··· Material provided ···
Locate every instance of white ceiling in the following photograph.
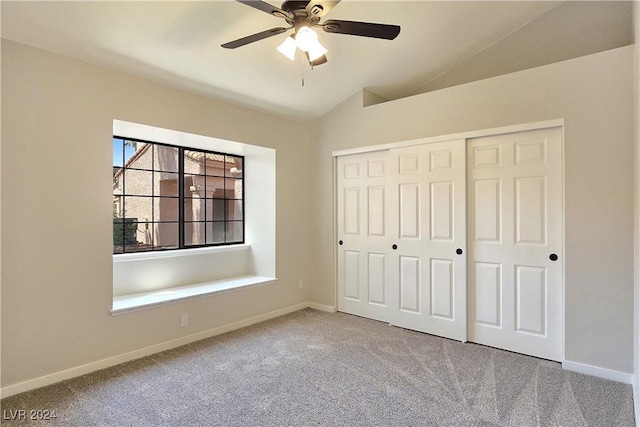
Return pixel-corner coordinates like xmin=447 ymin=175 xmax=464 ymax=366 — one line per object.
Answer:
xmin=1 ymin=0 xmax=561 ymax=119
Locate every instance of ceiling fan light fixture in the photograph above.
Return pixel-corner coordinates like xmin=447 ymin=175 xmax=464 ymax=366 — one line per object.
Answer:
xmin=296 ymin=26 xmax=319 ymax=52
xmin=307 ymin=41 xmax=327 ymax=62
xmin=277 ymin=36 xmax=298 ymax=61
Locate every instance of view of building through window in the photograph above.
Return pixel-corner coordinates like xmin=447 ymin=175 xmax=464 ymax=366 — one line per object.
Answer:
xmin=113 ymin=136 xmax=244 ymax=254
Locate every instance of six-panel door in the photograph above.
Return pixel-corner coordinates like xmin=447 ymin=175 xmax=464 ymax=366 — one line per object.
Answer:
xmin=336 ymin=151 xmax=391 ymax=322
xmin=467 ymin=128 xmax=563 ymax=360
xmin=389 ymin=140 xmax=466 ymax=341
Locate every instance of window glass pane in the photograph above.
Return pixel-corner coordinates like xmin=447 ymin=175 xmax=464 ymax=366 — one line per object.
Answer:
xmin=153 ymin=197 xmax=178 ymax=222
xmin=113 ymin=217 xmax=125 ymax=254
xmin=113 ymin=138 xmax=124 ymax=168
xmin=226 ymin=200 xmax=244 ymax=221
xmin=154 ymin=222 xmax=178 ymax=249
xmin=123 ymin=196 xmax=153 ymax=222
xmin=158 ymin=172 xmax=178 ymax=197
xmin=209 ymin=177 xmax=226 ymax=199
xmin=226 ymin=221 xmax=244 ymax=243
xmin=184 ymin=150 xmax=205 ymax=175
xmin=207 ymin=222 xmax=225 ymax=244
xmin=226 ymin=178 xmax=243 ymax=199
xmin=226 ymin=156 xmax=243 ymax=178
xmin=206 ymin=153 xmax=225 ymax=177
xmin=153 ymin=145 xmax=179 ymax=172
xmin=122 ymin=169 xmax=153 ymax=196
xmin=207 ymin=199 xmax=225 ymax=221
xmin=184 ymin=221 xmax=205 ymax=246
xmin=124 ymin=144 xmax=153 ymax=170
xmin=112 ymin=137 xmax=244 ymax=253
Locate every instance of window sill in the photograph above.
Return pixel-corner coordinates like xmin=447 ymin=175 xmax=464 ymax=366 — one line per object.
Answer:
xmin=113 ymin=244 xmax=251 ymax=263
xmin=111 ymin=276 xmax=278 ymax=316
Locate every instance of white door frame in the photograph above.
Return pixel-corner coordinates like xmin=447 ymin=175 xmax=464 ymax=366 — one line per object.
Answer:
xmin=331 ymin=119 xmax=566 ymax=361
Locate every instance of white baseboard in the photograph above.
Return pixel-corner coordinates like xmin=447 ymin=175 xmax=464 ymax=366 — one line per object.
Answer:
xmin=0 ymin=302 xmax=324 ymax=398
xmin=562 ymin=360 xmax=633 ymax=384
xmin=309 ymin=302 xmax=336 ymax=313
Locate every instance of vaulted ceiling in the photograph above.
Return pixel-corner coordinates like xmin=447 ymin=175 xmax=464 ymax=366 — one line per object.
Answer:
xmin=0 ymin=0 xmax=633 ymax=120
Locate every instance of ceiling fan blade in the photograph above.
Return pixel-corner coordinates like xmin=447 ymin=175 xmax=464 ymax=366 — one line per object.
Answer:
xmin=306 ymin=0 xmax=340 ymax=18
xmin=236 ymin=0 xmax=293 ymax=19
xmin=321 ymin=19 xmax=400 ymax=40
xmin=304 ymin=52 xmax=327 ymax=67
xmin=222 ymin=27 xmax=289 ymax=49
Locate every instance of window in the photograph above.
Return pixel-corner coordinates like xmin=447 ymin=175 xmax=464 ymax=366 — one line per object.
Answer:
xmin=113 ymin=136 xmax=244 ymax=254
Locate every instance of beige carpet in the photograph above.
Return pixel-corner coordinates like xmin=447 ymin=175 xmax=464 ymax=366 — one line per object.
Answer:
xmin=1 ymin=309 xmax=634 ymax=426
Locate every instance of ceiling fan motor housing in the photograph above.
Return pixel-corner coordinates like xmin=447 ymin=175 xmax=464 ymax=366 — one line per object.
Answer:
xmin=281 ymin=0 xmax=324 ymax=26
···
■ Requirements
Rescale the data starting at its first line and stopping after the line that contains "xmin=1 ymin=0 xmax=561 ymax=119". Write out every line in that span, multiplying each bounding-box coordinate in the answers by 2.6 and rounding to whole numbers with halves going up, keep all other numbers unchanged, and leave out the pictures.

■ Exercise answer
Locate every instance of white ceiling in the following photograph.
Return pixel-corner coordinates like xmin=447 ymin=175 xmax=464 ymax=366 — one line per object.
Answer:
xmin=3 ymin=0 xmax=1459 ymax=309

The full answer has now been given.